» **REQUIREMENTS**
Copy out the entries below, swapping each "marker" for "dot" and changing nothing else.

----- GIVEN RECORDS -----

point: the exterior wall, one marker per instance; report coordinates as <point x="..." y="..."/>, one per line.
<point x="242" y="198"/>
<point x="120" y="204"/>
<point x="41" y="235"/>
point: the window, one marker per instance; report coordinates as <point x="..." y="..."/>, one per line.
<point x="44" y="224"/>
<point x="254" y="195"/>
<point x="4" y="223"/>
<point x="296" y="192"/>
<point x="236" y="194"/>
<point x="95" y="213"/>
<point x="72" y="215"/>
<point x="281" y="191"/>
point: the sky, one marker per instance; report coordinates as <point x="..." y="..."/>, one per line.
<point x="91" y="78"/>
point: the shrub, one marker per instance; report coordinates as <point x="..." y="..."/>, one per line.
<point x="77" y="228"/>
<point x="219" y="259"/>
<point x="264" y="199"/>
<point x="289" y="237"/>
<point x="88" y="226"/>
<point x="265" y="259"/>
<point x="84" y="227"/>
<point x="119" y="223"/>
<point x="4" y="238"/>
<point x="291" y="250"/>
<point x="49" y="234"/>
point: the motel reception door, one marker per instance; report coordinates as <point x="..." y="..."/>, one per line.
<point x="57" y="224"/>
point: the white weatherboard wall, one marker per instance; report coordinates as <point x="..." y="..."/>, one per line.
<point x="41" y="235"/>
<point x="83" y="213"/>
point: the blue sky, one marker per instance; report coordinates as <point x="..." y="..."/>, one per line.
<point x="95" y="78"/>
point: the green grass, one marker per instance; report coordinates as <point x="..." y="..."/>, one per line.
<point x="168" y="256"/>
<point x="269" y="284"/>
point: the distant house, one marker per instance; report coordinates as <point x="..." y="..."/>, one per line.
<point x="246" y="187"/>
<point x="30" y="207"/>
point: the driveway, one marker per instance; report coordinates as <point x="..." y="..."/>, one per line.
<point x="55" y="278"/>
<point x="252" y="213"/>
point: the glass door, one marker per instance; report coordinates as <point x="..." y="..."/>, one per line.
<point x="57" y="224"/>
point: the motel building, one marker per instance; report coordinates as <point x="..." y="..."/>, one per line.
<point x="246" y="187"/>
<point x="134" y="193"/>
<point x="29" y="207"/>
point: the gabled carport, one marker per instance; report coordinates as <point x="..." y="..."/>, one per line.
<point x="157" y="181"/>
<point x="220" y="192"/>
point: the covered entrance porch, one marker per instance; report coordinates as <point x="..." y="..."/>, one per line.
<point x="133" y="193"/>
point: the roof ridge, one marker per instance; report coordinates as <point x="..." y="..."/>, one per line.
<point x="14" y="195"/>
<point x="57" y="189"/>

-----

» **OUTPUT FOR THIS TASK**
point: the exterior wall, one dot per instance; report coordinates as <point x="..." y="..."/>, one per line.
<point x="242" y="198"/>
<point x="120" y="204"/>
<point x="41" y="235"/>
point: the window, one dot per instance; report coordinates as <point x="..." y="..."/>, one per line.
<point x="44" y="224"/>
<point x="254" y="195"/>
<point x="4" y="223"/>
<point x="296" y="192"/>
<point x="236" y="194"/>
<point x="95" y="213"/>
<point x="72" y="215"/>
<point x="281" y="191"/>
point: the sky, one dot per instance; report coordinates as <point x="..." y="..."/>, one per line.
<point x="91" y="78"/>
point: the shrub, one dot per instance; report coordinates as <point x="..." y="..."/>, one per line.
<point x="77" y="228"/>
<point x="219" y="259"/>
<point x="264" y="199"/>
<point x="289" y="237"/>
<point x="88" y="226"/>
<point x="265" y="259"/>
<point x="84" y="227"/>
<point x="119" y="223"/>
<point x="4" y="238"/>
<point x="291" y="250"/>
<point x="49" y="234"/>
point: the motel reception door, one dot per instance; report coordinates as <point x="..." y="..."/>, one per line.
<point x="57" y="224"/>
point: the white weatherboard wall, one dot per instance; report coordinates as <point x="..." y="..."/>, one per line.
<point x="41" y="235"/>
<point x="83" y="213"/>
point: the blue sky, one dot per instance; report coordinates as <point x="..." y="..."/>, one per line.
<point x="95" y="78"/>
point: the green grass, one dot per instance; report coordinates as <point x="..." y="..."/>, one per line.
<point x="168" y="256"/>
<point x="269" y="284"/>
point: the distant house, one dot per instance; report coordinates as <point x="..." y="..."/>, one per line.
<point x="246" y="187"/>
<point x="30" y="207"/>
point: the driveway, one dot per instance; report coordinates as <point x="..." y="..."/>, one per line.
<point x="55" y="278"/>
<point x="252" y="213"/>
point: the glass door, one dot per instance; report coordinates as <point x="..." y="..."/>, one per line.
<point x="57" y="224"/>
point: the motel building, one dot per instance; report coordinates as <point x="..." y="..."/>, one per line.
<point x="246" y="187"/>
<point x="134" y="193"/>
<point x="29" y="207"/>
point: the gabled carport, one dot per instance; report coordinates as <point x="..." y="..."/>, one per line.
<point x="157" y="181"/>
<point x="220" y="192"/>
point: the covered entrance porch, one dot per instance; report coordinates as <point x="..." y="..."/>, one per line.
<point x="133" y="193"/>
point: the roof ridge, one dot per instance; report coordinates as <point x="..." y="..."/>, one per line.
<point x="14" y="195"/>
<point x="57" y="189"/>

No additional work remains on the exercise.